Gather the lines below that include the string "bunny", copying each in full.

* [Provided entries]
========

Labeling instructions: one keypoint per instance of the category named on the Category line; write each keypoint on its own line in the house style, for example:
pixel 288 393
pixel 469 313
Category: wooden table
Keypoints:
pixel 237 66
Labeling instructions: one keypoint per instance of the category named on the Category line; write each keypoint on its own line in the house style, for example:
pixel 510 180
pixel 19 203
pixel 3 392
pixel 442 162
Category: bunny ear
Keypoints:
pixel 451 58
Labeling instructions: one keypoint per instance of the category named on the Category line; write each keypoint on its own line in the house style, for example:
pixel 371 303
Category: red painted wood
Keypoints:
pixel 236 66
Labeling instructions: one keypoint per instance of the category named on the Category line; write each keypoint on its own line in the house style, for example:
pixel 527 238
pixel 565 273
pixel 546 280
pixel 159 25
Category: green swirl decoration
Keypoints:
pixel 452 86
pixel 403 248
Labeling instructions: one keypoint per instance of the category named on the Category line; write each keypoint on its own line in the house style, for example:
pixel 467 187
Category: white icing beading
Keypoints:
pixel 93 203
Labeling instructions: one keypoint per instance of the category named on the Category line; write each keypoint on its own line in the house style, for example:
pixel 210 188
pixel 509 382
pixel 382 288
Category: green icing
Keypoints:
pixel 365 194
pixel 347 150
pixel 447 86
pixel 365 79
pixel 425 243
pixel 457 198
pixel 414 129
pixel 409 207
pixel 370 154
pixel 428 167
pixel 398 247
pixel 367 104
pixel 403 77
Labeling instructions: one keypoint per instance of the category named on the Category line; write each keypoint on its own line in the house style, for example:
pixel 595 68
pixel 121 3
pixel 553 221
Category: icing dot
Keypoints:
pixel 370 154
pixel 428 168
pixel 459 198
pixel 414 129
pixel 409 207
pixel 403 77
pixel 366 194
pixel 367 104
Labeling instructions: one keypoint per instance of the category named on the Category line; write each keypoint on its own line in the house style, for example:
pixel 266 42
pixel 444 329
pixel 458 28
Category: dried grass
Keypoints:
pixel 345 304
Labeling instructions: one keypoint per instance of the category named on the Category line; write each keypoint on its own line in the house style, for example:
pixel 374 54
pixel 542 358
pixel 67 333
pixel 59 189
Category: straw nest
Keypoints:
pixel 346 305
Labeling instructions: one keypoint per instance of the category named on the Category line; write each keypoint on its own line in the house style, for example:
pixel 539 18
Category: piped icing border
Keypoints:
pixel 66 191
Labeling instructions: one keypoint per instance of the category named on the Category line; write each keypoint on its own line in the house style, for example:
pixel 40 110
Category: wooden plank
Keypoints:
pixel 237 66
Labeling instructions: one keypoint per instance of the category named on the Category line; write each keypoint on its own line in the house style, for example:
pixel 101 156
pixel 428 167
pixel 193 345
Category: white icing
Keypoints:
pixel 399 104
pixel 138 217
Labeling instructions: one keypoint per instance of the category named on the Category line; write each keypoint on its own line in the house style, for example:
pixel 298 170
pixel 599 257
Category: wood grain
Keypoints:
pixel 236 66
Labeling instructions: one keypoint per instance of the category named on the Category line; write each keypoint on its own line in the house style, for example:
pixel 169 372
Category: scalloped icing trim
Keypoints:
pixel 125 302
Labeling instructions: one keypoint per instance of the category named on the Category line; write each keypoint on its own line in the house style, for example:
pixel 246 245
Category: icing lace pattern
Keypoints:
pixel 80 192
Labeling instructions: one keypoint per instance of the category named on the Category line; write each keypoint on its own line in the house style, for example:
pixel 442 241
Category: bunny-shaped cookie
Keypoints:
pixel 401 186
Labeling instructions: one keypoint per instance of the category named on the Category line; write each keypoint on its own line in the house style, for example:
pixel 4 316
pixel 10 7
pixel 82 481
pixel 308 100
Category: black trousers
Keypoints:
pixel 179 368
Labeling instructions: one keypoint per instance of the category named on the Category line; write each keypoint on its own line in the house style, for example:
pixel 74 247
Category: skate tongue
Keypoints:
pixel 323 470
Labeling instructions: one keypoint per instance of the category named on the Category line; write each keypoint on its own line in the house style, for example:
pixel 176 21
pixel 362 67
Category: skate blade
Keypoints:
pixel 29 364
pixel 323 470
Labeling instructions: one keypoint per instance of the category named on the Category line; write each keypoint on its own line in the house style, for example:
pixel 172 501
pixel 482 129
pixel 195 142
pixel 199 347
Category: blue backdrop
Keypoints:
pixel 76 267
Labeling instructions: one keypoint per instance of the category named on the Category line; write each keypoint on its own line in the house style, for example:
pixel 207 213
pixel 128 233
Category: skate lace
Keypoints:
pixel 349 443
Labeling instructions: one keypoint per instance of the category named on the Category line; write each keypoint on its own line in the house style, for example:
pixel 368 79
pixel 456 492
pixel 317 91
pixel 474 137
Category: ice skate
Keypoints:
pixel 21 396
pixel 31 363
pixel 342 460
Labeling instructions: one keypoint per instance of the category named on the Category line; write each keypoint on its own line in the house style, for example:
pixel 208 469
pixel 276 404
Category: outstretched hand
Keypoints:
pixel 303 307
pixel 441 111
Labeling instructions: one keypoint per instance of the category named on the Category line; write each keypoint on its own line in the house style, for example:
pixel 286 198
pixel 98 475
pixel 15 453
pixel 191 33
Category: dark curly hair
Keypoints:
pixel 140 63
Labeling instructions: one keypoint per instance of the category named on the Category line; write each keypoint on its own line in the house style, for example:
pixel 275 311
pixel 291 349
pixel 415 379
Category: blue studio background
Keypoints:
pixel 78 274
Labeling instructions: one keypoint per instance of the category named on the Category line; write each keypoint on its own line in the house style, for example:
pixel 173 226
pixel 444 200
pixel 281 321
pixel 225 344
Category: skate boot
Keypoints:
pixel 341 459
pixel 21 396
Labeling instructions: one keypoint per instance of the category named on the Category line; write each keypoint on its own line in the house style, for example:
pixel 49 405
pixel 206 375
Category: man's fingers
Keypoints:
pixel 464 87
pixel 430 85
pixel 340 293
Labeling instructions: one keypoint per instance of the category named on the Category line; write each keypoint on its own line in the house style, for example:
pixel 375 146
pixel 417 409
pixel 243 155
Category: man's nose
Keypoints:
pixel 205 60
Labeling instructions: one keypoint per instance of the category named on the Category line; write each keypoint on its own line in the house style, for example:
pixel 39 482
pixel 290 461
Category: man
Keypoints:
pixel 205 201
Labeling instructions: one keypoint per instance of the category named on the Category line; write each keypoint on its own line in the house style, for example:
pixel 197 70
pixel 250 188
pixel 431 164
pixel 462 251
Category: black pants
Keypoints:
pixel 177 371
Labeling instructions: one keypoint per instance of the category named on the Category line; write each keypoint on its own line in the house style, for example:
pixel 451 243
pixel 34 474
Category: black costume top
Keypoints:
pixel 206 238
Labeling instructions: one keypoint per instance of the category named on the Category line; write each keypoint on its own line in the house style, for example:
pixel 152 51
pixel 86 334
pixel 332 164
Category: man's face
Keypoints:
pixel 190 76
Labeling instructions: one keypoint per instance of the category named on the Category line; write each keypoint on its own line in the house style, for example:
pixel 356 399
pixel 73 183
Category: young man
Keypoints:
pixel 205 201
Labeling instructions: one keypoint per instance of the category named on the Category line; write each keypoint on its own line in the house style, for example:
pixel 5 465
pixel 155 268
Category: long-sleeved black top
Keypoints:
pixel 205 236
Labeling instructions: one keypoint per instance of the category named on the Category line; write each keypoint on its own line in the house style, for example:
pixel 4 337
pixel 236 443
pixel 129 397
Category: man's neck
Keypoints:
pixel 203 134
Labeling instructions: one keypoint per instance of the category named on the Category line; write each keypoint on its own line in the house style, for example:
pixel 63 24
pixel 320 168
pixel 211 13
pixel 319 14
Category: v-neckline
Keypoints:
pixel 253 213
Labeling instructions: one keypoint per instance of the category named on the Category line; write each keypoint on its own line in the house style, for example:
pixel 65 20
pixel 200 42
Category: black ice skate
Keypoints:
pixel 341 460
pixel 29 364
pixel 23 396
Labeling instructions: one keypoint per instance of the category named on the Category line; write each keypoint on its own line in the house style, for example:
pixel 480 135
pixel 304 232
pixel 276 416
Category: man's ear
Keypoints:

========

* [Solution to this exercise]
Category: bunny ear
Category: bunny-shaped cookie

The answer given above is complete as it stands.